:: Stated goal ::
Please copy all of the records below word for word, keeping every line and its order unchanged.

########

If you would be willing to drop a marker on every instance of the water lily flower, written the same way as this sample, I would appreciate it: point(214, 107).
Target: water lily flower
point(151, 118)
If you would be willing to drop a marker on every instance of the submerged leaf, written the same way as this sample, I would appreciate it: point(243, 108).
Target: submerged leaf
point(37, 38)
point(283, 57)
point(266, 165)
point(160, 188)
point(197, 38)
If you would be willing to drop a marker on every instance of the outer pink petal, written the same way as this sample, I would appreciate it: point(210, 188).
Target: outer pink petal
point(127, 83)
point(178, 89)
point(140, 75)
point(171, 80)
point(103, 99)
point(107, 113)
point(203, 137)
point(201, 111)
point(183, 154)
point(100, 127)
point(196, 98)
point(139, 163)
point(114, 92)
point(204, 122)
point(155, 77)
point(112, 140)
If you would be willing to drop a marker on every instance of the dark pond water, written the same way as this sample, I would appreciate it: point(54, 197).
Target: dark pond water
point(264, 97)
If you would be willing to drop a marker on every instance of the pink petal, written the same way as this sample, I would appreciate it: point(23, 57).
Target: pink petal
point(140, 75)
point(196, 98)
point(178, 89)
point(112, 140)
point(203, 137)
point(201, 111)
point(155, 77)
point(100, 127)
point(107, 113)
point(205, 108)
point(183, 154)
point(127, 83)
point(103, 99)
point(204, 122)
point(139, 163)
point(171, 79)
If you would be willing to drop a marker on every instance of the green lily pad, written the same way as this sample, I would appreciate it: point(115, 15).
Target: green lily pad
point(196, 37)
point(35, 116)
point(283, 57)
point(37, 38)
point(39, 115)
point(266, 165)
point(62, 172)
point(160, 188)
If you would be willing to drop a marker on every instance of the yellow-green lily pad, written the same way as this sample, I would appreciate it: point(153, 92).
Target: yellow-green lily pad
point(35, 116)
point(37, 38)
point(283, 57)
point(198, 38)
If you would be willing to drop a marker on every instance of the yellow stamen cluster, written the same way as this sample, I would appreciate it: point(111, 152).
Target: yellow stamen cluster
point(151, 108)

########

:: Response to this exercise ::
If you would be willing to drop a marker on every instance of the water lily flower, written the same way as this sample, I would appreciate it: point(214, 107).
Target: water lily flower
point(151, 118)
If you would be willing to drop a marker on every instance of the submerged leaf, written the same way as this sample, I would appreciate it: point(243, 108).
Target: submerged leaf
point(37, 38)
point(283, 57)
point(266, 165)
point(160, 188)
point(197, 38)
If you would be willing to drop a marker on every instance of the outer pink petal, written the same way as this sample, I would appreciate it: point(210, 188).
Target: outer pink petal
point(127, 83)
point(178, 89)
point(140, 75)
point(171, 80)
point(103, 99)
point(107, 113)
point(203, 137)
point(201, 111)
point(183, 154)
point(100, 127)
point(196, 98)
point(139, 163)
point(114, 92)
point(204, 122)
point(155, 77)
point(112, 140)
If you would be willing to drop a marker on every instance of the dark pond water, written the same way as this sample, I would appreciate it: point(54, 197).
Target: dark pond water
point(264, 97)
If you would be willing to drop a marker on every instance of the pink petal, written the same way as this sample, I would appreciate it: point(23, 57).
Target: pink petal
point(140, 75)
point(196, 98)
point(178, 89)
point(112, 140)
point(203, 137)
point(201, 111)
point(155, 77)
point(100, 127)
point(107, 113)
point(205, 108)
point(183, 154)
point(127, 83)
point(103, 99)
point(204, 122)
point(139, 163)
point(171, 79)
If you would be willing to drop a marker on every instance of the green lily pad, written the same way as this sample, I would appreciate it: point(115, 15).
Target: green lily pad
point(196, 37)
point(35, 116)
point(283, 57)
point(37, 38)
point(39, 115)
point(266, 165)
point(62, 172)
point(160, 188)
If you would be willing to drop a marker on every instance of the yellow-green lily pad, written the same way as this sample, I would appreciate it: point(153, 92).
Target: yellow-green lily pad
point(35, 116)
point(37, 38)
point(283, 57)
point(198, 38)
If you would be willing to drop a marker on every instance of the yellow stamen cluster, written the same way as this sample, I would appreciate it: point(111, 152).
Target: yellow stamen cluster
point(151, 108)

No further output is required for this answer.